# STATED EXERCISE 1
Please render the entries as a numbered list, starting with the line that contains "[locate] yellow three-wheeled" and going on through the line that contains "<point>364,438</point>", both included. List only those lines and leave out any blank ones.
— Start READING TEXT —
Milestones and Deliverables

The overall project goal is to update DCE such that the latest Linux systems are supported and the latest Linux kernel code could be used.

  • Detailed Project Plan (will be continuously updated throughout the GSoC program duration)
  • Phase 1
    • Ubuntu 20.04 support
      • Goal is that most capabilities presently available for Ubuntu 16 DCE will be available for Ubuntu 20.04 (native)
      • Also contact glibc maintainers about a non-patched solution
      • More about this here
    • Upgrade net-next-nuse Linux kernel support to recent kernel
      • Focus is on the Google BBRv2 kernel (5.10 base): https://github.com/google/bbr
      • Borrow from net-next-nuse-4.4.0 and LKL as appropriate to try to get a new version of net-next-nuse
      • Review existing tests and define/write new tests
      • More about this here
    • Investigate SMP architecture for LKL by querying the LKL developers list
      • More about this (also includes Technical specifications and reasons for the problems) here
  • Phase 2
    • Re-Implement Python Bindings build in DCE
    • Adding --apiscan feature to DCE
    • Debug dce script failures from Phase 1
    • Implement and test fopencookie based FILE stream redirection
  • Phase 3
    • Introduce Github Actions CI to ns-3-dce
    • Collaborate with mentors and project maintainers on resolving existing issues
    • Produce Docker image and documentation to ease installation process
    • Produce final DCE releases

Weekly Reports

  • Community Bonding Period (May 17 - June 7)
    • Figured out possible Scheduling bottlenecks in LKL in blocking network calls. Section 4.5
    • Developed a beta docker port for ns-3-dce. Section 1.4
    • Discussed the bright side of porting the latest Linux kernel using the net-next-nuse architecture.
    • Discussed possible regression tests for verifying both performance and results.
  • Week 1 (June 7 - June 14)
    • Implemented the first Linux Kernel-5.12 port for DCE. Section 5
    • Passed 5 tests/examples. Section 5.12
    • Initiate talks with LKL team to get reviews on a possible SMP port of LKL. Section 4.5
  • Week 2 (June 14 - June 21)
    • Opened PR to integrate Github Actions Workflow for DCE #118
    • Opened PR to the DCE repo for adding support for custom Glibc build #117
    • Opened PR to Bake to support pulling and building required dependencies !9
    • Got patches on pyViz dependency checks and configure_arguments attribute for depends_on field, merged into upstream bake : !8 and !7
    • Initiated discussions on issues with current Bake environment and fixes to problems like regexp based file lookups
    • Debugging Linux kernel timekeeping inconsistencies, net-device xmit packet loss and untimely socket connection request timeout over custom(P2P,Csma,Wifi etc.) registered net-device
  • Week 3 (June 21 - June 28)
    • Integrated ns-3-dev way of generating Python Bindings for DCE. (PR yet to be made)
    • Identified possible positions where packets are being dropped in the IP Layer for the UDP protocol, in the Linux Kernel.
  • Week 4 (June 28 - July 5)
— End READING TEXT —
— Start PROVIDED INFORMATION —
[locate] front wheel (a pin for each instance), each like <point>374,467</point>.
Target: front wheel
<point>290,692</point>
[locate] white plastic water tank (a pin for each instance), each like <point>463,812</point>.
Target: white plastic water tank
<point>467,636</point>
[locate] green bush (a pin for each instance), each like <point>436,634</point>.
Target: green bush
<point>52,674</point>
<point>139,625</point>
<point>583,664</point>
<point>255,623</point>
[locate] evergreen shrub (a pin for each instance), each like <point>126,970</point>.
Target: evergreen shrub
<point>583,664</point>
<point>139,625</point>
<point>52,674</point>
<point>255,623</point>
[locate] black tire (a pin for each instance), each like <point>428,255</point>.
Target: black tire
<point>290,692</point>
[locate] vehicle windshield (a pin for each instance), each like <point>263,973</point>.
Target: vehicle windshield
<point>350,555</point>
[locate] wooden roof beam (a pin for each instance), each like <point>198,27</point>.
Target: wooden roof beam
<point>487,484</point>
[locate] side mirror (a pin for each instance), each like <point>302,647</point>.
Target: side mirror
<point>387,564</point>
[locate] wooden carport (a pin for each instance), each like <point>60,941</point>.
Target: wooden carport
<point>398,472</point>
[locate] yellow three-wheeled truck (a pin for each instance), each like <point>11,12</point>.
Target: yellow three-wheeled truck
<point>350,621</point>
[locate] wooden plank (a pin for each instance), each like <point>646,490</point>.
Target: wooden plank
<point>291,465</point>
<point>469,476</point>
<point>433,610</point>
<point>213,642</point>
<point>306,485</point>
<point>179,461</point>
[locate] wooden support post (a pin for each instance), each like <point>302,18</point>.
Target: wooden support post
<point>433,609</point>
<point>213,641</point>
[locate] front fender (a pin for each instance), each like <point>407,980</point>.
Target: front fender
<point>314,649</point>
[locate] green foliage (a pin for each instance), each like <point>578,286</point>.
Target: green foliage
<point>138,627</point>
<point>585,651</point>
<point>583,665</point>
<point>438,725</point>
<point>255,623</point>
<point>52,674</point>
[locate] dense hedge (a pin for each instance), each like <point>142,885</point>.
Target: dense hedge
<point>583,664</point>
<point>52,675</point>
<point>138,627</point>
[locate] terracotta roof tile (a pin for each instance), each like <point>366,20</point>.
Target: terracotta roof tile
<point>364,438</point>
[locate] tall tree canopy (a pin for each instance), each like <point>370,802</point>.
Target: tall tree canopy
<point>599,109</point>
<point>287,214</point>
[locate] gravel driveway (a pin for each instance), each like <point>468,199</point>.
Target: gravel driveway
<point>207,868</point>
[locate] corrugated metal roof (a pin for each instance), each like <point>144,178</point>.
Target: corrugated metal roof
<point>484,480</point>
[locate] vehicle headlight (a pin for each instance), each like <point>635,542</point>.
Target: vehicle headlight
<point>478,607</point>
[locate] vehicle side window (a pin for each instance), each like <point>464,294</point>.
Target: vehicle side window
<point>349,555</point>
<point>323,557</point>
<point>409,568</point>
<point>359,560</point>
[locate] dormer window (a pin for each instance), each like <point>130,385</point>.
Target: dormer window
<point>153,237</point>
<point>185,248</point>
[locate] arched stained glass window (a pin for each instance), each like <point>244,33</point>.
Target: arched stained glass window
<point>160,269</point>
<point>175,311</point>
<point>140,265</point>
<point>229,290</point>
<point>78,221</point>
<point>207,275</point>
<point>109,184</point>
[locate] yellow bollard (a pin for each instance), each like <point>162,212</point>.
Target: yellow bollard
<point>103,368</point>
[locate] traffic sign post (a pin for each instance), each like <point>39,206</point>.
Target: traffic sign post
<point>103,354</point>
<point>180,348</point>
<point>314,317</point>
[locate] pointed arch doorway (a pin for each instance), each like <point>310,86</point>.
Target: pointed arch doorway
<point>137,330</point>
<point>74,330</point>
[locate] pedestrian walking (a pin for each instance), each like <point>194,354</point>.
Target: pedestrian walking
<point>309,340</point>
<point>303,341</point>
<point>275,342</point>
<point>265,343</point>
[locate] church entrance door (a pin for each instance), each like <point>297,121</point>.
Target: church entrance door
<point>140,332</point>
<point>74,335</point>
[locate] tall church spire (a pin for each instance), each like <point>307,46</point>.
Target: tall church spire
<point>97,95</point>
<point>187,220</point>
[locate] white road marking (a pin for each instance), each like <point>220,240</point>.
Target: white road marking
— End PROVIDED INFORMATION —
# STATED EXERCISE 2
Translate this sentence from the DCE project page into Spanish: "The overall project goal is to update DCE such that the latest Linux systems are supported and the latest Linux kernel code could be used."

# CORRECT RESPONSE 1
1. [locate] yellow three-wheeled truck (a pin for each instance), each like <point>11,12</point>.
2. Target: yellow three-wheeled truck
3. <point>350,621</point>
4. [locate] wooden plank (a pin for each instance), each like <point>646,490</point>.
5. Target: wooden plank
6. <point>291,465</point>
7. <point>469,476</point>
8. <point>433,610</point>
9. <point>213,642</point>
10. <point>306,485</point>
11. <point>179,461</point>
12. [locate] wooden support post (a pin for each instance), each like <point>302,18</point>.
13. Target: wooden support post
14. <point>433,609</point>
15. <point>213,641</point>
16. [locate] front fender (a pin for each instance), each like <point>407,980</point>.
17. Target: front fender
18. <point>314,649</point>
19. [locate] green foliage (a pin for each instance), each like <point>578,286</point>.
20. Target: green foliage
21. <point>138,627</point>
22. <point>585,651</point>
23. <point>583,665</point>
24. <point>438,725</point>
25. <point>255,623</point>
26. <point>52,674</point>
27. [locate] dense hedge (a pin for each instance), each like <point>142,885</point>.
28. Target: dense hedge
29. <point>583,664</point>
30. <point>52,675</point>
31. <point>138,627</point>
32. [locate] terracotta roof tile (a pin for each instance), each like <point>366,20</point>.
33. Target: terracotta roof tile
34. <point>364,438</point>

# CORRECT RESPONSE 2
El objetivo general del proyecto es actualizar DCE de modo que se admitan los sistemas Linux más recientes y se pueda usar el código más reciente del kernel de Linux.